**Problem details:** Leaving out the pictures, transcribe all of the records faithfully.

↓↓↓

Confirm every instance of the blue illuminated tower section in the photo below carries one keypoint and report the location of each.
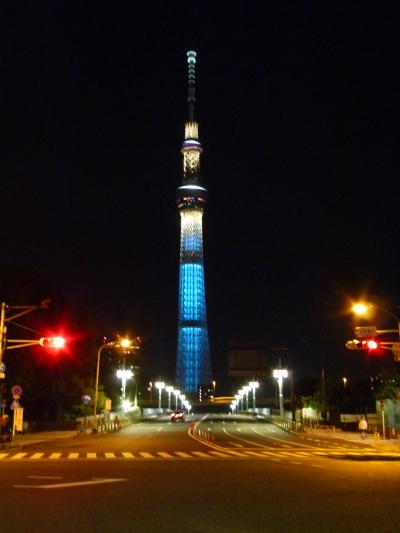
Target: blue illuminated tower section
(193, 358)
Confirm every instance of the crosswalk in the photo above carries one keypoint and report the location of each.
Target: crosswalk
(217, 453)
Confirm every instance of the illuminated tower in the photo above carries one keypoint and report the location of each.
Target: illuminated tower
(193, 358)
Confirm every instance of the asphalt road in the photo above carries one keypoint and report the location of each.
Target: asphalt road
(230, 475)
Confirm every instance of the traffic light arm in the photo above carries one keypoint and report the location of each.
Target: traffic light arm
(21, 343)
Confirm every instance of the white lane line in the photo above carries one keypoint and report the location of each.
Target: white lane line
(37, 455)
(44, 477)
(71, 484)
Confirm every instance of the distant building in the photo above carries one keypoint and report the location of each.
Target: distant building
(247, 361)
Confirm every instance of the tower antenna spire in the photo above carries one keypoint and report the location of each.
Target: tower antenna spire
(191, 60)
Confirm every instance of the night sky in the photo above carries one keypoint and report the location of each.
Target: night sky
(296, 104)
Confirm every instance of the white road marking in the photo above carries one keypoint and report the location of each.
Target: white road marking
(55, 455)
(71, 484)
(183, 454)
(37, 455)
(201, 454)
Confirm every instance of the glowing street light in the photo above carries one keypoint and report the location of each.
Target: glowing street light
(120, 343)
(279, 374)
(176, 393)
(253, 386)
(124, 375)
(160, 385)
(169, 389)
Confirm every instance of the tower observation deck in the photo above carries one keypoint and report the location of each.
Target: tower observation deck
(193, 366)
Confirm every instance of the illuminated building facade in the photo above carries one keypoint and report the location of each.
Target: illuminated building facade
(193, 366)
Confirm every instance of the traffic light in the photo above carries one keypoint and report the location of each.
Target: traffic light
(372, 345)
(55, 343)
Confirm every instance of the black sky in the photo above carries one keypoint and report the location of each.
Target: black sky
(297, 106)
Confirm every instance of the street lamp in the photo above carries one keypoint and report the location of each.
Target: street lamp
(169, 389)
(121, 343)
(254, 385)
(176, 393)
(279, 374)
(160, 385)
(124, 375)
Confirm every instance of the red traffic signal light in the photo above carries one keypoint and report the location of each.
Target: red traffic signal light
(56, 343)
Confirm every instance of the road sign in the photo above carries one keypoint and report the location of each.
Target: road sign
(365, 331)
(16, 390)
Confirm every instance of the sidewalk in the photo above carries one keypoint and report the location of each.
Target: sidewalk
(37, 437)
(354, 436)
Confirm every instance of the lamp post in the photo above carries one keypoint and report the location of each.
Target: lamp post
(169, 389)
(254, 385)
(124, 375)
(176, 393)
(160, 385)
(279, 374)
(122, 343)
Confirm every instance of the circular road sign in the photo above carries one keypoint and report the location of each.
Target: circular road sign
(16, 390)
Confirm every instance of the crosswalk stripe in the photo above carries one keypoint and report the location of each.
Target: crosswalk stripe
(238, 454)
(55, 455)
(183, 454)
(256, 454)
(200, 454)
(37, 455)
(220, 454)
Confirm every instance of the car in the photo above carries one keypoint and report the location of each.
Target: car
(178, 416)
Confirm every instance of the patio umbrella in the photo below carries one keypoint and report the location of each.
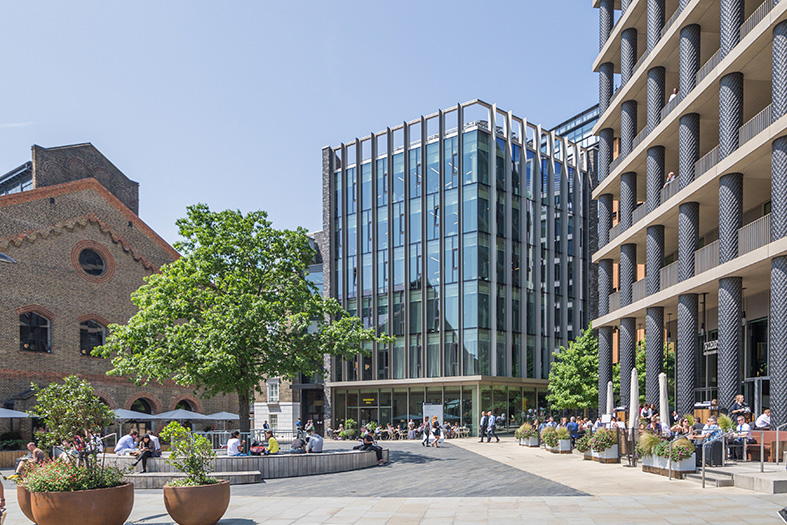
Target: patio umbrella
(664, 404)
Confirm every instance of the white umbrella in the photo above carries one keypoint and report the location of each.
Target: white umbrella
(664, 404)
(610, 398)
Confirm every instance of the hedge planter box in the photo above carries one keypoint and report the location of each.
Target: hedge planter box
(563, 447)
(661, 466)
(609, 455)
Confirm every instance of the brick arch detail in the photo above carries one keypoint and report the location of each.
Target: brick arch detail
(155, 402)
(191, 399)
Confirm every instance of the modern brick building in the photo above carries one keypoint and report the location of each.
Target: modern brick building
(74, 250)
(692, 197)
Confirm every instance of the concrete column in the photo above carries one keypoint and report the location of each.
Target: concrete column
(779, 85)
(654, 177)
(732, 17)
(656, 94)
(628, 126)
(628, 198)
(730, 112)
(730, 306)
(604, 365)
(689, 58)
(730, 215)
(605, 11)
(605, 76)
(687, 352)
(628, 341)
(604, 285)
(628, 54)
(779, 188)
(604, 218)
(628, 272)
(777, 347)
(655, 22)
(654, 258)
(654, 352)
(688, 236)
(688, 148)
(604, 152)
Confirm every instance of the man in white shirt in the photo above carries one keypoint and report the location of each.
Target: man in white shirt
(764, 421)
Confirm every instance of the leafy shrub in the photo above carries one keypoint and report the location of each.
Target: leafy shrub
(583, 443)
(191, 454)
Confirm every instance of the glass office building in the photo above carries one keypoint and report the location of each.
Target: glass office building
(454, 234)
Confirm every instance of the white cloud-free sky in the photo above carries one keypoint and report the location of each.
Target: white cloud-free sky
(230, 102)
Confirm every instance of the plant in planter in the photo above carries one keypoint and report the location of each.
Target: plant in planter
(197, 498)
(76, 488)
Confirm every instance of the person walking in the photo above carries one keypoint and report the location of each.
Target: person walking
(483, 424)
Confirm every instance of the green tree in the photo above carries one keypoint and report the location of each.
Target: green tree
(235, 308)
(573, 378)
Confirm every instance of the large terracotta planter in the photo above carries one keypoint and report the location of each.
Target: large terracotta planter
(84, 507)
(202, 505)
(23, 499)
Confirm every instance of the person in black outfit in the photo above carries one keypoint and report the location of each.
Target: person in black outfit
(146, 449)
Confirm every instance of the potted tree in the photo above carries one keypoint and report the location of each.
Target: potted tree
(527, 435)
(197, 498)
(76, 488)
(604, 446)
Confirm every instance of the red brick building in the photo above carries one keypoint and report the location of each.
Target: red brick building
(72, 250)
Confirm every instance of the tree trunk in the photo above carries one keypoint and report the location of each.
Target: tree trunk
(244, 398)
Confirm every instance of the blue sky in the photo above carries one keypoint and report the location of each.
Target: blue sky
(230, 102)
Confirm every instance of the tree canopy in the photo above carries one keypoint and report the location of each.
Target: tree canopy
(573, 377)
(235, 308)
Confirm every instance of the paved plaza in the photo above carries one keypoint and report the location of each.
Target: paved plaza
(468, 482)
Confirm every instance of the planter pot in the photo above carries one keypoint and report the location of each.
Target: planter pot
(202, 505)
(23, 498)
(84, 507)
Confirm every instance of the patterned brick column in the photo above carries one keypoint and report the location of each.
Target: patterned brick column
(604, 152)
(604, 285)
(654, 177)
(732, 17)
(688, 236)
(779, 85)
(628, 341)
(628, 272)
(656, 94)
(605, 75)
(689, 58)
(604, 218)
(628, 198)
(777, 366)
(730, 305)
(688, 148)
(654, 258)
(655, 22)
(730, 112)
(604, 365)
(654, 352)
(730, 215)
(628, 54)
(687, 352)
(779, 188)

↑↑↑

**Complete answer:**
Confirm every instance of the blue illuminated tower section in the photo below carries one keypoint and report the location of each.
Target: blue illuminated tower section
(193, 358)
Confirm every instance of the crosswalk in the photo above carries one keypoint and report the location of each.
Target: crosswalk
(217, 453)
Confirm every instance of the illuminated tower in the photo above carries one keypoint and report the location of each.
Target: illuminated tower
(193, 358)
Confirm every instance of the asphalt road in the photo above carries one keypoint and report the location of each.
Target: asphalt road
(230, 475)
Confirm every instance of the traffic light arm in the photo above carries one keypoint and report the location of each.
Target: traffic light arm
(21, 343)
Confirm every instance of the white lane line in the photo above carries one keypoint and report the location of each.
Target: white lane line
(37, 455)
(44, 477)
(71, 484)
Confirm every instance of the distant building in the photo above carries one keypoint and report the location of each.
Target: distant building
(247, 361)
Confirm every instance of the tower antenna spire in the photo above carries one keypoint and report the location of each.
Target: tower antenna spire
(191, 60)
Confirm every instance of the night sky in the photo above carries one keypoint and report the location of each.
Target: night sky
(296, 104)
Confirm every instance of the white road marking in the photo above carries one keypoint and report the location of each.
Target: white road marking
(55, 455)
(71, 484)
(183, 454)
(37, 455)
(201, 454)
Confirm every instance of the glowing street light in the photo above carries one keypoint and report the location of each.
Target: glowing street light
(120, 343)
(279, 374)
(176, 393)
(253, 386)
(124, 375)
(160, 385)
(169, 389)
Confirm every instance of the tower observation deck in the photo above carries one keypoint and report the location of each.
Target: tower observation deck
(193, 366)
Confirm every instance of the illuminated building facade in the photo above carries one keypoint and report the location of each.
Target: illuminated building facade
(193, 366)
Confirm every instance of the traffic light in the photo above carries one keypoint and report the location of each.
Target: traffic light
(372, 345)
(55, 343)
Confirm every instance of the black sky in the photo above carries one keypoint and report the location of each.
Target: black sky
(297, 106)
Confirm every instance of the street lamp in the photo above carries one keypoint and report the location of each.
Target: street lamp
(169, 389)
(121, 343)
(254, 385)
(176, 393)
(279, 374)
(160, 385)
(124, 375)
Confirm every instance of the red traffic signal light in the photo above carries one keypoint and report the location of each.
Target: red traffic signal light
(56, 343)
Confirm every instance of the road sign in the photo above carries one keypoint and report the location of each.
Target: road sign
(365, 331)
(16, 390)
Confirm every instance of the sidewalk in the photo above carries one keypoint and report the location of each.
Target: sidewalk
(37, 437)
(354, 436)
Confirm every instance of the lamp post in the photo above carries one keypoint and report the location of each.
Target: lamp post
(169, 389)
(254, 385)
(124, 375)
(176, 393)
(160, 385)
(279, 374)
(122, 343)
Confirm every instance of the circular road sign in the photo above carries one keypoint and report the location of each.
Target: circular road sign
(16, 390)
Confirm every instance of the crosswalk stripe in the photo above carries one keypoint and report the location of each.
Target: crosswalk stripe
(238, 454)
(55, 455)
(183, 454)
(256, 454)
(200, 454)
(37, 455)
(220, 454)
Confirm every instance of the car in the photo above carries one keypoint and report the location of each.
Target: car
(178, 416)
Confirm every instance of the patio umbrella in the photo below carries one keypoint and report the location of each.
Target: patio umbrella
(664, 404)
Confirm every instance of the white umbrella in the photo above carries one keypoint and report the location of each.
Target: white umbrella
(664, 404)
(610, 398)
Confirm every instance of the hedge planter box in the photo above carries one keypoint and report the location of each.
Target: hedge planter box
(563, 447)
(661, 466)
(609, 455)
Confirm every instance of the brick arch detail in the photo above carries one keypoint and report the location of each.
Target: brick arch detail
(155, 402)
(191, 399)
Confirm every instance of the modern brick building in the photo above carries one keypoint and report the location of each.
Target: modern brick building
(74, 250)
(692, 197)
Confirm every instance of the concrete column in the photo above carries one keypoint and report the location of each.
Target: concrete column
(779, 85)
(654, 177)
(732, 17)
(656, 94)
(628, 126)
(628, 198)
(730, 112)
(730, 306)
(604, 365)
(689, 58)
(730, 215)
(605, 11)
(605, 76)
(687, 352)
(628, 341)
(604, 285)
(628, 54)
(779, 188)
(604, 218)
(628, 272)
(777, 347)
(655, 22)
(654, 258)
(654, 352)
(688, 236)
(688, 148)
(604, 152)
Confirm every instance of the man in white shirt in the photo above carries one keypoint and report the location of each.
Target: man in white shirt
(764, 421)
Confirm every instance of the leafy shrub in the photo above carries one keypoint and report the location of each.
Target: leafy shrub
(583, 443)
(191, 454)
Confirm every instance of the glass office building in the photo above carries one keypoint and report the location of each.
Target: glass office building
(454, 234)
Confirm every instance of the white cloud-free sky in the photo above carries one keypoint and report the location of each.
Target: white cloud-free sky
(230, 102)
Confirm every instance of the plant in planter in the photo above carries one keypoint and report the location of each.
Target: plant in planter
(197, 498)
(76, 488)
Confirm every instance of the person walking in the photo above carries one keypoint and report the location of each.
Target: person walking
(483, 424)
Confirm every instance of the green tree in the photo above carries one keypoint and report the location of each.
Target: green tree
(235, 308)
(573, 378)
Confirm every instance of the large terracotta planter in the photo above carries one keypoint and report the location of each.
Target: large terracotta planter
(84, 507)
(202, 505)
(23, 499)
Confirm every instance of the person in black outfit in the photo above carries one keypoint and report the location of each.
Target: person in black outfit
(146, 449)
Confirm every instance of the potted tree in the photo above carries one keypoint and report the location of each.
Target: potted tree
(527, 435)
(197, 498)
(76, 488)
(604, 446)
Confirm every instance of the red brick building in the photo above carries one keypoint and report the location of each.
Target: red brick building
(72, 250)
Confirm every instance of the tree trunk in the photo above carries one keypoint and report the location of each.
Target: tree trunk
(244, 398)
Confirm every instance of the blue sky in the photo above carries one keypoint and report the location of each.
Target: blue sky
(230, 102)
Confirm every instance of the tree canopy in the photo above carries one keypoint and report the location of each.
Target: tree canopy
(573, 377)
(235, 308)
Confirm every instance of the paved plaza in the photo above carries one keypoint and report the location of each.
Target: paved plaza
(468, 482)
Confirm every instance of the planter pot in the photo above carries one keypoint and report the location of each.
Target: planter pot
(202, 505)
(23, 498)
(84, 507)
Confirm every instance of the patterned brick column in the photo above carries one keypoint and report the location of each.
Target: patterned brick column
(604, 152)
(604, 285)
(654, 177)
(732, 17)
(688, 236)
(779, 85)
(628, 341)
(628, 272)
(656, 94)
(605, 75)
(689, 58)
(604, 218)
(628, 198)
(777, 366)
(730, 305)
(688, 148)
(654, 258)
(655, 22)
(730, 112)
(604, 365)
(654, 352)
(730, 215)
(628, 54)
(687, 352)
(779, 188)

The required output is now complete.